- Task directions
Arrange every one of the records below as a numbered list, one line per item, skipping blank lines and leaving out the pictures.
# START OF Input rows
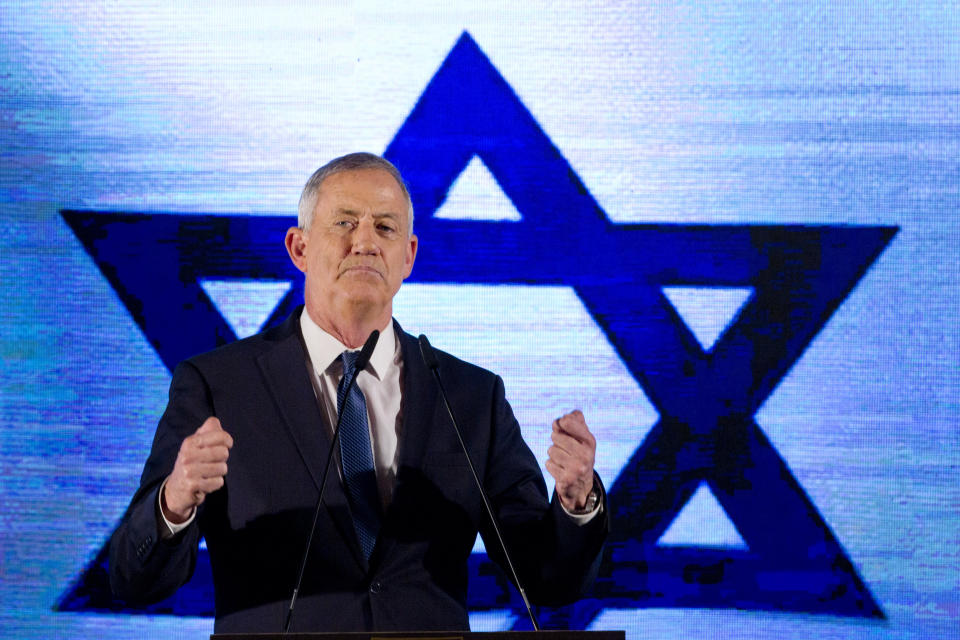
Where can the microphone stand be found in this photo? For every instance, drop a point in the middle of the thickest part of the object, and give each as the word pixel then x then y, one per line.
pixel 362 361
pixel 430 359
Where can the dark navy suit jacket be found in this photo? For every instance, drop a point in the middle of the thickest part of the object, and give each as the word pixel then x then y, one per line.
pixel 257 524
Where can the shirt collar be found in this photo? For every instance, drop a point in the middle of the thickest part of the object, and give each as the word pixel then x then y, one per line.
pixel 324 349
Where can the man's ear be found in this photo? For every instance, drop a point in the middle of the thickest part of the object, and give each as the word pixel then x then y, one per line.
pixel 296 243
pixel 411 255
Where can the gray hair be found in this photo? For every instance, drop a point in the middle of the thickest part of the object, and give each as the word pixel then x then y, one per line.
pixel 349 162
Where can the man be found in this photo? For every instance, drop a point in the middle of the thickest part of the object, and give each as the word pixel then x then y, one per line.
pixel 239 453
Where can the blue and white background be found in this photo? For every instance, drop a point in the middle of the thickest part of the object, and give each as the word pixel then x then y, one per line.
pixel 727 231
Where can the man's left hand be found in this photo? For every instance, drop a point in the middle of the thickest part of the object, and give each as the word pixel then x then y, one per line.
pixel 571 460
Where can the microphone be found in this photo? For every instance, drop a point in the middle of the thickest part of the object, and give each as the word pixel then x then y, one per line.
pixel 362 361
pixel 430 359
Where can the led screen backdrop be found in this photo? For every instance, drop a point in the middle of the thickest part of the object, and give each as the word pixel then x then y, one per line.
pixel 726 231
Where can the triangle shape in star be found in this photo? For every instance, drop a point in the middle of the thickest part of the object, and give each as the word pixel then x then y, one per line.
pixel 702 522
pixel 707 311
pixel 246 305
pixel 476 195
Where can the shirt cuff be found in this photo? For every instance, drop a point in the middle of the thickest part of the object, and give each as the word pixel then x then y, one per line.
pixel 594 506
pixel 169 529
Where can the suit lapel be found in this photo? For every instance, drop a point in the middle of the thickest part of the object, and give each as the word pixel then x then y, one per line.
pixel 288 378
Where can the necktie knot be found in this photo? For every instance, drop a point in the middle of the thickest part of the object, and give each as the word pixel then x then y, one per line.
pixel 349 359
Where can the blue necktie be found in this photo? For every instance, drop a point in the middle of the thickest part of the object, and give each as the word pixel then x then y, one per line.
pixel 356 457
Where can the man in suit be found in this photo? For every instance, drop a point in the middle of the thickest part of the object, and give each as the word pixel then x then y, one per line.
pixel 239 453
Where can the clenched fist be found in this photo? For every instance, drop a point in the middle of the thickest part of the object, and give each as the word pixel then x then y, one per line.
pixel 200 469
pixel 571 460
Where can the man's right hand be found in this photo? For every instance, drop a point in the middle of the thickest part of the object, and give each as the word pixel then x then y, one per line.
pixel 200 469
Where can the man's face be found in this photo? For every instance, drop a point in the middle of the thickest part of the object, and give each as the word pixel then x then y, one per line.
pixel 358 249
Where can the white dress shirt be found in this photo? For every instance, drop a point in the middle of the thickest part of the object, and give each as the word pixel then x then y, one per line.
pixel 380 382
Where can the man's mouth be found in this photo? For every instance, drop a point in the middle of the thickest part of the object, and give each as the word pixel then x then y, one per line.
pixel 361 269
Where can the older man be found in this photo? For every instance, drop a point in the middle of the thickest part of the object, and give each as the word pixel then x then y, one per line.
pixel 239 453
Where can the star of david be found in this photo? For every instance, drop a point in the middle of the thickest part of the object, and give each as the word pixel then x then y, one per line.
pixel 706 397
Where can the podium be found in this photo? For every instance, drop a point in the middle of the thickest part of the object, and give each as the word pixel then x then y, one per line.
pixel 430 635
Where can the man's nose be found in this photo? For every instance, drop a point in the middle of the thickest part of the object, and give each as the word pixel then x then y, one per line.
pixel 365 237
# END OF Input rows
- Response below
1. Where can the microphone stand be found in this photo? For every instance, drop a point in the middle of the thickest part of the object, and give each as the word pixel then x then y, one per line.
2. pixel 362 361
3. pixel 430 359
4. Where can the dark navy suit jacket be found in this photo? For every instance, drop a point in the middle of the thickest part of the object, and give each as the word pixel then x then y, one per line.
5. pixel 257 524
6. Where can the shirt collar be found in this photo? For every instance, drop a point in the middle of the thickest part of the object, and give each as the word pixel then x then y, one per line.
7. pixel 324 349
8. Where can the man's ear be found in this photo? For every instance, drop a point in the middle of the thickest part of the object, and give each as the word pixel then x then y, one per line.
9. pixel 296 243
10. pixel 411 255
11. Where can the gray hair be found in this photo? For every instance, drop a point in the middle of the thickest part of the object, and give each as the word pixel then x then y, one per line.
12. pixel 349 162
13. Where can the man be found in this photo? For every instance, drop a point in the middle of the thickest part of the object, and give each as the word pixel then x then y, one per line.
14. pixel 239 453
15. Where can the blue and white background be found in this photo? For every instance, drop a point in the middle of the thickest part of the object, and give each as the word pixel then x then y, one per line.
16. pixel 727 231
17. Where can the man's left hand be found in this photo? For every instance, drop a point in the middle of the thickest part of the object, and give each as the word pixel then x then y, one per line.
18. pixel 571 460
19. Where can the microphone be found in this photo? For every instance, drop a point in the middle of the thickest part of the object, and give each as the word pixel then x then y, one per line.
20. pixel 362 361
21. pixel 430 359
22. Where can the led screen backdrop be found in this photo? For every instance, drop a point in the middle of the thickest part of the object, and give each as the word pixel then x then y, one per line.
23. pixel 726 231
24. Where can the triangle shape in star be found in this photo? For every instance, drop a point in the middle of the thickest part of the object, and give each as the word pixel then x then y, one per line.
25. pixel 702 522
26. pixel 707 311
27. pixel 246 305
28. pixel 476 195
29. Where can the shirt cuff be found in this photo? For every instance, drop a point in the middle of the thickest part of the object, and give each as the word pixel then x then y, one per line.
30. pixel 594 506
31. pixel 169 529
32. Where can the suit lapel be found in this photo? For every instance, drop a point in the middle of the thickest part of the object, and give each as the word pixel then x then y, one per line.
33. pixel 288 378
34. Where can the necktie knot be found in this photo? For every instance, drop a point in the middle of the thickest part of the object, and give each as the word pixel then x then y, one per line.
35. pixel 349 359
36. Where can the blue necktie be found in this photo? For every instance, drop a point in the middle of the thickest part of the object, and give each as the word pixel then x then y, one per line.
37. pixel 356 457
38. Where can the man in suit be found in this photo? For every instance, drop a point in the middle of the thickest part of the object, and give each as the word pixel then x then y, one per line.
39. pixel 239 453
40. Where can the clenched fist be found in this photo? For every instance, drop a point in the middle of the thickest part of the object, and give each as the word pixel then x then y, one per line.
41. pixel 200 469
42. pixel 571 460
43. Where can the man's right hand be found in this photo? For every instance, drop a point in the middle of the thickest part of the object, and give each as the word pixel then x then y, one per line.
44. pixel 200 469
45. Where can the man's face be found in this photo? For every instance, drop a point in the middle of the thickest part of the object, and give each as the word pixel then x then y, one per line.
46. pixel 358 249
47. Where can the white dress shirt be found in this photo? For every instance, drop a point in the middle of the thickest part of the object, and give each as the word pixel then x then y, one per line.
48. pixel 380 382
49. Where can the man's mouth be found in this photo? For every instance, drop a point in the middle of the thickest part of the object, and give each as the word pixel then x then y, one per line.
50. pixel 361 269
51. Where can the older man be found in this photo? For every instance, drop a point in the middle of the thickest part of the object, and give each as the word pixel then x then y, one per line.
52. pixel 239 453
53. Where can the star of david be found in this photo? For every instance, drop a point in the middle of the thickest part of the object, and give each as the word pixel then x then y, one per line.
54. pixel 706 397
55. Where can the podium be found in this photo? For every instance, drop a point in the middle of the thickest part of the object, and give each as the word pixel then x then y, one per line.
56. pixel 430 635
57. Where can the man's nose be found in this photo? For every instance, drop a point in the middle of the thickest part of the object, and give each as the word pixel then x then y, one per line.
58. pixel 365 237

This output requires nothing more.